### Given passage
%%

On Jun 24, 8:59*pm, Keith Dysart wrote:
But then what explains the reflection at the generator that presents
Z0 to the line?

Your error is in assuming it is a reflection. It is NOT a reflection
which, by definition, involves one wave. It is a redistribution of
energy due to superposition which, by definition, involves two or more
waves. In a system designed to eliminate reflections at the source,
ALL of the redistribution of reflected energy back toward the load is
due to superposition accompanied by interference. From the FSU web
site:

"... when two waves of equal amplitude and wavelength that are 180-
degrees ... out of phase with each other meet, they are not actually
annihilated, ... All of the ... energy present in these waves must
somehow be recovered or redistributed in a new direction, according to
the law of energy conservation ..."

Nothing said about *reflection* (involving a single wave). It is all
about the meeting (superposition) of two waves which can cause the
redistribution of energy. It may look somewhat like a reflection but
it is technically NOT a reflection.

%%

### Job
Transcribe the post on wave reflection, everything from "Nothing said about" down to "NOT a reflection.". Rely only on the post about wave reflection and superposition, with no outside sources.

### Recorded information
%%

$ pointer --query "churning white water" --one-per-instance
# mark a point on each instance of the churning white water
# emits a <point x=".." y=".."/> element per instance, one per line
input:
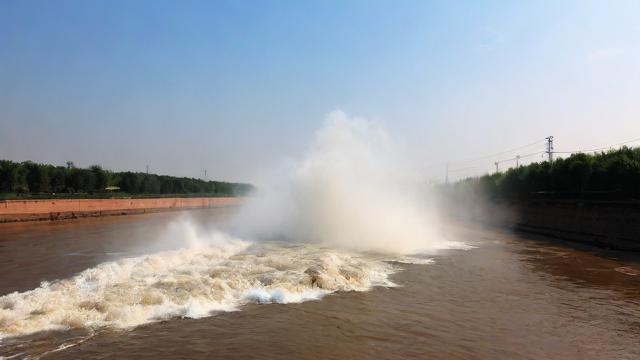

%%

### Solution below
Nothing said about *reflection* (involving a single wave). It is all
about the meeting (superposition) of two waves which can cause the
redistribution of energy. It may look somewhat like a reflection but
it is technically NOT a reflection.